-- Extracted entries --
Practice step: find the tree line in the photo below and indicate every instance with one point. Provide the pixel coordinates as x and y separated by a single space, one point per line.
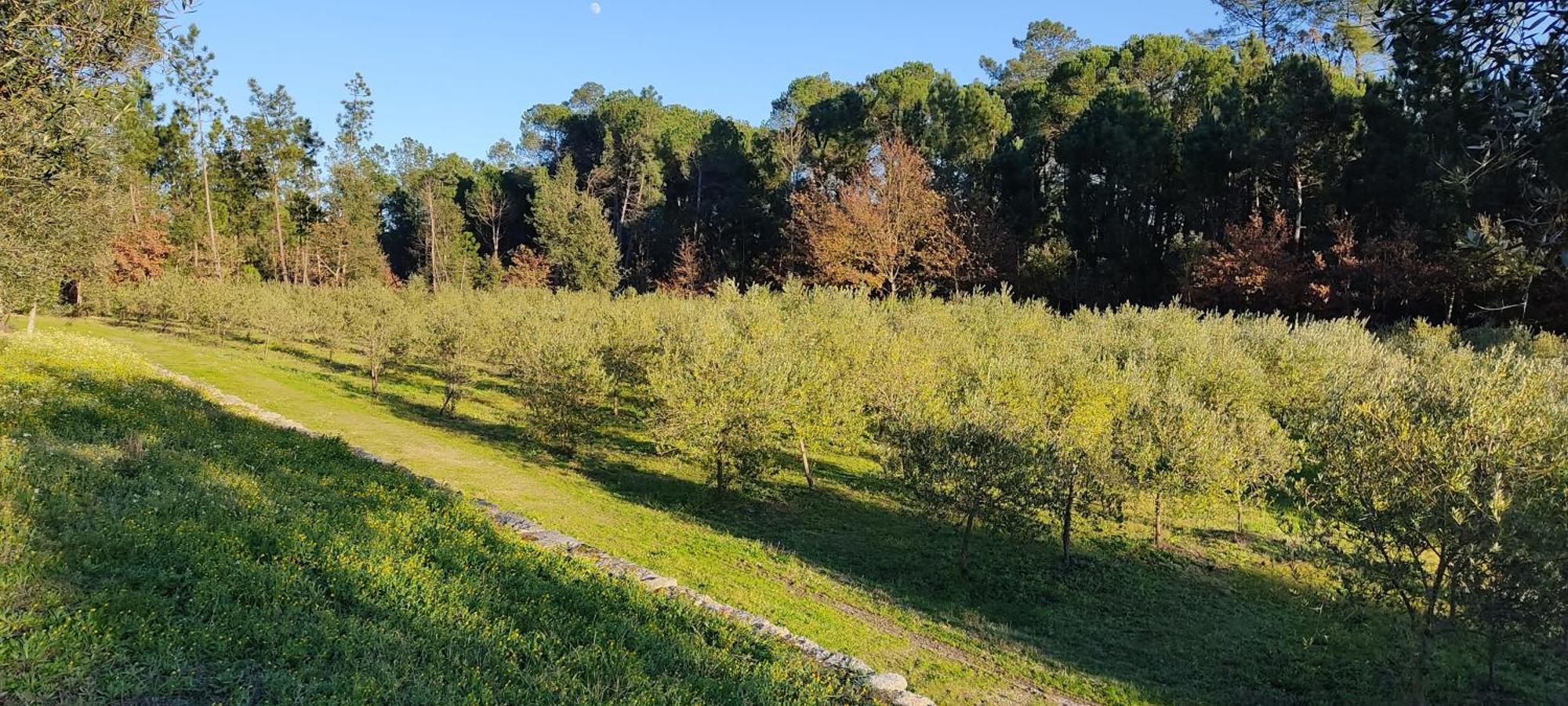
1390 159
1425 465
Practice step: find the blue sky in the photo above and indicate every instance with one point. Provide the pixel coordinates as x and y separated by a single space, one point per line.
460 75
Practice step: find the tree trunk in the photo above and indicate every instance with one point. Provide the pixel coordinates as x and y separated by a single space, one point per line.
430 219
964 548
1301 209
212 231
1160 519
1067 525
278 230
1425 636
805 460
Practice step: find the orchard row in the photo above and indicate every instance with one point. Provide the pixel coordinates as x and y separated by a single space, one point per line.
1428 467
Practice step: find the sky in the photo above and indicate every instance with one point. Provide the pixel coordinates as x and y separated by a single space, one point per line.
459 76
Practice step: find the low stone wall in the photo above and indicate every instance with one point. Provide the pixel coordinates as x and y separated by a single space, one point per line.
885 686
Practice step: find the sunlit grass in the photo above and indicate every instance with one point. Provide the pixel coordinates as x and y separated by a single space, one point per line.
851 566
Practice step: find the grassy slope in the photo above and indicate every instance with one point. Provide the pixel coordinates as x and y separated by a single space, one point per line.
1213 622
231 561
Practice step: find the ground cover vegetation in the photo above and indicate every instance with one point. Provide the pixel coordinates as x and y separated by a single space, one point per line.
1423 468
982 437
161 548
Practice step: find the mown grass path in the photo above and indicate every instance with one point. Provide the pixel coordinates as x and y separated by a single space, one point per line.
1213 620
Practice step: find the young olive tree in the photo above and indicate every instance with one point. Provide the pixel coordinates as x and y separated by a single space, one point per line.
377 322
719 390
452 340
1421 481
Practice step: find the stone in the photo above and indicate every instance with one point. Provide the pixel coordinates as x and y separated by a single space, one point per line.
659 583
887 682
909 699
851 664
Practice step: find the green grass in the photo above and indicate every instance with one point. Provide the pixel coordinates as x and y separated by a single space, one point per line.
228 561
1211 620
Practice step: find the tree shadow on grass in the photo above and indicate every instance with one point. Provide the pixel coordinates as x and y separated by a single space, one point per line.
1174 627
223 559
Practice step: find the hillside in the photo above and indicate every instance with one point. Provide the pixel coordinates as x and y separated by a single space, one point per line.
1210 620
161 550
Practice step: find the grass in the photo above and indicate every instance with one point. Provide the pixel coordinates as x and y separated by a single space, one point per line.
1211 620
161 550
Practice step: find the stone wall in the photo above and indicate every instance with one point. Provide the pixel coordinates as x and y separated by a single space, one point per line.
885 686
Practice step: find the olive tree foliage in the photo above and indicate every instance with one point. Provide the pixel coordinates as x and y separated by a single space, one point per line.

-- Task objective --
Quote all of the entries word for word, omitting any pictures.

-- Exercise output --
Practice step: find the tree line in the photo below and indicate every instance with one point. Provide the pixel coordinates as x and y separated by a single space, one point per line.
1390 159
1425 465
Practice step: find the blue sky in the photo above and indicate every instance with one point. Provide the pixel coordinates as x and y separated by a single space, one point per line.
460 75
Practice step: find the tree trunk in the photo above and indicate every instance with one point. Provide the pixel coordinates as x and y separated by a single space, one point per line.
430 219
964 548
1301 209
212 231
1160 519
1067 525
278 230
1425 636
805 460
Practice step: find the orchard row in the photo above and indicate every instance with one point. Provide the pixel coordinates as x and y separated by a single space, one point per line.
1428 467
Practice step: find the sky in the photo above and indicate every instance with one point. Provide the pixel coordinates as x and y separated by a single space, one point per line.
459 76
Practice step: find the low stone wall in the photo above and indicate every instance with one point. Provide the pixel coordinates as x and y separated by a single space, one point per line.
885 686
Practice step: find the sunlit grass in the photo above and indicate every instance with one point. Provide the pixel coordinates as x and y separated by a single space, one point per line.
851 566
Practice step: find the grassy slope in the photo above and indicate every instance with one point. Provide the pixel coordinates as x and y separated by a single space, one point per line.
1213 622
231 561
Practice step: find the ground cover vegetation in the photo above and indicate every instance with one point. Provide the pixel coordinates as x and y separated by a single space, one point per line.
1423 468
982 437
161 548
Practice step: find the mown grass path in the photo above and indicate every instance with one point. Provide the pixel coordinates as x and y separated by a single space, one point per line.
1213 620
Practice step: find the young olive tree in the photo above and indicate every instance with one point. Provide the pixel coordinates as x and y separated by a single space, one point per line.
377 322
719 390
452 340
1421 481
Practice step: find the stone in the photo above and indicate every instance with one point. Provide the pixel coordinates as x and y separated by a single space, one point per line.
659 583
887 682
909 699
851 664
Practice step: find the green grass in the photo above and indicate every instance with one point. Provide the pixel coordinates as x and y separated by a single space, one point per line.
228 561
1211 620
Practice step: find the tree shadow on grass in the photo above and indicate every instance with one point. Provide the pixel coordinates as x and y separated by a single space, one point per line.
1174 627
223 559
Practice step: find the hillside in the photo above and indicate every instance with one point. Provide the pixel coordinates as x and y separated by a single space, one point per line.
1210 620
161 550
Practice step: find the grass in the photo above and indicate every instance with one point. Provide the pixel coordinates as x and y separated by a single space, one point per line.
1211 620
161 550
Practice step: find the stone wall in the photo above and indicate every instance with one point. Provide the pixel coordinates as x and y separated by a single space, one point per line.
885 686
Practice step: find the olive tree foliage in the photo above and indicate every instance with one point. Provide the pixel coordinates as x and y separated by a single space, one point per line.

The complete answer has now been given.